(Work to be completed) Every entry below, from first to last, should be copied exactly.

========================================================================

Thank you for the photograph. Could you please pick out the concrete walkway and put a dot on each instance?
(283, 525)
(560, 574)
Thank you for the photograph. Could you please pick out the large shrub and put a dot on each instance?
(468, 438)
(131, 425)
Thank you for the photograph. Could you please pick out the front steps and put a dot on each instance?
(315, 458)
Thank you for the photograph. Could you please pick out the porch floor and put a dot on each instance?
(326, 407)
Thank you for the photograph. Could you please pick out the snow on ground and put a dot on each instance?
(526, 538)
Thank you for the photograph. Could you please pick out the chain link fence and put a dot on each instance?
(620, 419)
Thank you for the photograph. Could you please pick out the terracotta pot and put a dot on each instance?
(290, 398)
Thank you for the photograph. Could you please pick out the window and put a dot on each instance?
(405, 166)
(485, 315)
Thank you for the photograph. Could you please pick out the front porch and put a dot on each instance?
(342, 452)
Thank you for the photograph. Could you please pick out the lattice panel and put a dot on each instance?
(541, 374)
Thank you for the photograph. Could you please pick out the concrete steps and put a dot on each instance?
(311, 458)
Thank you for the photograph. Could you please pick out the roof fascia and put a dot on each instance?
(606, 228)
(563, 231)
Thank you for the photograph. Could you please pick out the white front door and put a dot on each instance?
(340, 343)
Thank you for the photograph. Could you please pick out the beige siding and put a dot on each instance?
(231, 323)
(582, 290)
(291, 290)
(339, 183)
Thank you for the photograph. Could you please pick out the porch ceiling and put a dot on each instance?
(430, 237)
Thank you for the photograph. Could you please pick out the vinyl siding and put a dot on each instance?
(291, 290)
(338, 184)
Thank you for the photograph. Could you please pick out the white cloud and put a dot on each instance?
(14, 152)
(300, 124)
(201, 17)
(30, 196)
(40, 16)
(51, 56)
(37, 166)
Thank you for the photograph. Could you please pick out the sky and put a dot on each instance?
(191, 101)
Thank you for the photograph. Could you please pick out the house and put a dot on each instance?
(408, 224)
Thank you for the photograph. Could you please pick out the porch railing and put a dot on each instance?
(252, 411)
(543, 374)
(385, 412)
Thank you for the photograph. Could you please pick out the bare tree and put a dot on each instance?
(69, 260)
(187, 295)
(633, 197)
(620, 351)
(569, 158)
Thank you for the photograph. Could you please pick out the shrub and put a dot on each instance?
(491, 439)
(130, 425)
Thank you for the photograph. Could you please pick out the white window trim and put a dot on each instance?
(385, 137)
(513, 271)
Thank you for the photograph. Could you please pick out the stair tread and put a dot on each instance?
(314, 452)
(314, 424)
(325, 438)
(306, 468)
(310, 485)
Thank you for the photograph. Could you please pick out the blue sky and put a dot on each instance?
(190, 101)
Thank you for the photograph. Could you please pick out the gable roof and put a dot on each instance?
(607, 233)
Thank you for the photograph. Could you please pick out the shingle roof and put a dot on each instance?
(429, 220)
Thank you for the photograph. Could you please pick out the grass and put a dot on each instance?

========================================================================

(Final answer)
Thank you for the photograph. Could you please pick out the concrete walkway and put a dot on each instance?
(283, 525)
(560, 574)
Thank you for the photograph. Could you please pick out the large shrub and put a dot on each instance?
(468, 438)
(131, 425)
Thank you for the photograph. Could you please pick out the front steps and put a dot on each instance?
(315, 458)
Thank you for the photograph. Could you please pick out the porch floor and put a dot on each instance?
(326, 407)
Thank you for the photograph. Could you please pick out the snow on ground and put a dot on each instance?
(526, 538)
Thank you for the photograph. Could you please pick out the chain link fence and put a dot on each instance?
(620, 419)
Thank you for the photograph. Could you please pick out the terracotta pot and put a dot on each instance?
(290, 398)
Thank you for the photograph. Could you please pick out the window and put a dot on each instance?
(405, 166)
(485, 315)
Thank you for the photograph. Could you please pick out the front porch and put a dot on each instance?
(342, 452)
Thank you for the photograph. Could you please pick out the lattice panel and put a dot on each instance?
(541, 374)
Thank you for the photograph. Could you please pick out the concrete steps and put a dot on each instance?
(311, 458)
Thank you for the photograph. Could you please pick out the roof fascia and put a dot on each instance?
(606, 228)
(563, 231)
Thank you for the photograph. Could you please pick out the white front door and put a dot on each instance?
(340, 343)
Thank you for the photograph. Could you please pick out the beige siding and put a dot on each instance?
(231, 323)
(582, 290)
(291, 290)
(339, 183)
Thank you for the photograph. Could you please pick out the porch ceiling and put a dot on each instance?
(430, 237)
Thank you for the photograph. Could you please pick out the vinyl siding and put a dot on each instance?
(291, 290)
(338, 184)
Thank you for the photograph. Could you please pick out the white cloud and put a dot on each instance?
(14, 152)
(300, 124)
(201, 17)
(30, 196)
(40, 16)
(51, 56)
(37, 166)
Thank you for the photograph. Could you please pick out the sky and put a dot on each instance?
(191, 101)
Thank you for the photograph. Could you please pick out the house and put a dot on each instance?
(408, 224)
Thank you for the photograph. Could you please pick out the porch railing and put a dot on each instance?
(252, 411)
(543, 374)
(385, 412)
Thank you for the photograph. Could you please pick out the bare tree and put a dot on each instance?
(69, 260)
(187, 295)
(633, 197)
(620, 351)
(569, 158)
Thank you for the photograph. Could you please pick out the shrub and put a dot on each instance?
(491, 439)
(130, 425)
Thank you for the photograph. Could you please pick out the white window trim and put a dot on each instance?
(385, 137)
(513, 271)
Thank you for the photograph. Could you please pick out the stair tread and put a dot on each instance?
(314, 452)
(314, 424)
(325, 438)
(306, 468)
(310, 485)
Thank you for the photograph. Could you please pick out the blue sky and put a dot on each instance?
(190, 101)
Thank you for the photograph. Could you please pick out the gable roof and put a dot on each instance?
(607, 233)
Thank you for the photograph. Could you please pick out the shingle roof and put a dot on each instance?
(429, 220)
Thank you for the photograph. Could you please pick out the grass and put a dot on each instance?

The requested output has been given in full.